» Provided data
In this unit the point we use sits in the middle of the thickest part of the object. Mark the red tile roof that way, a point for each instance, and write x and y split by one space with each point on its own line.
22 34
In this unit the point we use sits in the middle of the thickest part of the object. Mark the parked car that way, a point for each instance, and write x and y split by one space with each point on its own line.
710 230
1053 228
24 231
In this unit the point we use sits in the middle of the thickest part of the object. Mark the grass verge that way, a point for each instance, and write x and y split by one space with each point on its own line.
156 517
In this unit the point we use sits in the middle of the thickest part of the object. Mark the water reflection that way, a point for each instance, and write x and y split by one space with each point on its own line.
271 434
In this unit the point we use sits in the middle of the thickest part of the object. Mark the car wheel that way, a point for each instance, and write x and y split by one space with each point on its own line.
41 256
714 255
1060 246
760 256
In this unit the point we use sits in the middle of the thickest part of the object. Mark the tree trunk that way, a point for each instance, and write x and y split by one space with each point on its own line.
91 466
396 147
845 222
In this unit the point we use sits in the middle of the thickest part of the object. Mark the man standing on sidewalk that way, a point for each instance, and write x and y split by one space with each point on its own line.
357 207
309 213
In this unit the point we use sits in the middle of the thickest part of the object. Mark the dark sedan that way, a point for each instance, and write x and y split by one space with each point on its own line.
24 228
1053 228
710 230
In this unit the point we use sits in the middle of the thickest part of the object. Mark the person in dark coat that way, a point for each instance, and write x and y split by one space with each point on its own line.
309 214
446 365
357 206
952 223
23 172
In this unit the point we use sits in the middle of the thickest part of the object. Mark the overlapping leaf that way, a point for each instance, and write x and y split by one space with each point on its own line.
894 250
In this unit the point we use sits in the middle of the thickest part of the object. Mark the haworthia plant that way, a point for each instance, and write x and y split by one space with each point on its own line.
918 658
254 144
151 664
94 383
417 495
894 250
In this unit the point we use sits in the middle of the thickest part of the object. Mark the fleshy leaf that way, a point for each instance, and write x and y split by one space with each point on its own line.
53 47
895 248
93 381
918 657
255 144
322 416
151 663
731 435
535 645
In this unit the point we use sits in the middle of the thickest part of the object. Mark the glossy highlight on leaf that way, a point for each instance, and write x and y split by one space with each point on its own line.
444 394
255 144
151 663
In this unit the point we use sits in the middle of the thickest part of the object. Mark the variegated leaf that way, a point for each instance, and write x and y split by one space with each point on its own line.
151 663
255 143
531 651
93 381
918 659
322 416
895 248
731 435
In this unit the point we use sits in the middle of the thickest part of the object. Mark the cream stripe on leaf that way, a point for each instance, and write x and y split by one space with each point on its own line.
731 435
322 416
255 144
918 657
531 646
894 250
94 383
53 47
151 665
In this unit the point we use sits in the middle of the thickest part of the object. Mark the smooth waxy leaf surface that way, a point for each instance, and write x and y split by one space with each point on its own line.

» Work required
Write out every entry verbatim.

» Answer box
In this unit the point we use sits in the middle of the thickest part of the object. Mark the red tile roof that way, a point for each instance, and write x and y split by one space with each point on its own line.
22 34
In this unit the point we use sits in the middle of the thickest part of the object. Mark the parked car that way, a point for each instance, and write x and y split by one space with each point on its own line.
710 230
1053 228
24 231
In this unit the point we use sits in the middle of the thickest part of the object. Mark the grass verge that way, a point for each instance, and write x and y split by one space with each point on its own line.
156 517
In this unit the point we use sits in the middle of the thickest part of the object. Mark the water reflection that way, a point for each instance, and write x and y split by one space with each point on its own line.
271 434
In this unit the point we use sits in the middle of the thickest part of the object. Mark the car wheel that way, a point for each instance, and write x and y split by one space with each point on its own line.
41 256
714 255
1060 246
760 256
In this unit the point we use sits in the middle of the thickest part of the object. Mark the tree trunk that way, a point for each instance, and write x and y split by one space with each point on its own line.
91 466
396 147
845 222
In this unit the point we use sits in the middle of the thickest part of the object. Mark the man standing on sidewalk that way, a point for each instance, and write x and y split by one space with each point on its own line.
357 207
309 213
In this unit the point we use sits in the middle of the thickest part of the object. Mark the dark sedan that way, a point for each instance, and write x and y split by one space with each point on its own line.
24 228
1053 228
710 230
In this unit the point we use sits in the middle of the thickest part of the object. Mark the person in dark coat that way, a point for each instance, and write x and y split by one space with each point on its own line.
309 214
446 365
357 206
952 223
23 172
In this unit the point we use sits in the middle of the thickest part of the object. Mark the overlapping leaf that way, a point for each instance, and write x and y split by one space with each point on its own line.
894 250
In this unit the point we use sits in the middle of the thickest part of the object. Mark the haworthia plant that way, a point for each instance, and write x and y split by one space with each point on its own line.
918 658
254 144
151 664
94 383
417 495
894 250
In this unit the point we use sits in the middle of the thickest part of the object. Mark the fleshy leaf that way, a point for each instance, and write x and y split by one space with each point on its own line.
53 47
895 248
93 381
918 657
255 144
322 416
151 663
731 435
535 645
In this unit the point we use sits in the middle of the thickest part of the object. Mark the glossy highlight on leaf that way, a point for each instance, and write x and y split by one space with each point on its own line.
444 394
255 144
151 663
In this unit the point we use sits in the middle of the thickest part of the object. Mark the variegated leaf that way, a point for each instance, and write x and y split by one space with each point on its own line.
151 663
255 143
531 651
93 381
918 659
322 416
895 248
731 435
In this unit the point we use sits in the middle of the thickest part of the object. Mark the cream stripe on leaf that way, a point for each instance, and write x and y split by one space with each point on its own line.
731 435
322 416
255 144
918 657
531 646
894 250
94 383
53 47
151 665
In this unit the point we use sits in the middle of the thickest part of the object. Mark the smooth waxy leaf surface that way, a point for each instance, and write x and y split by one space with each point on its own line.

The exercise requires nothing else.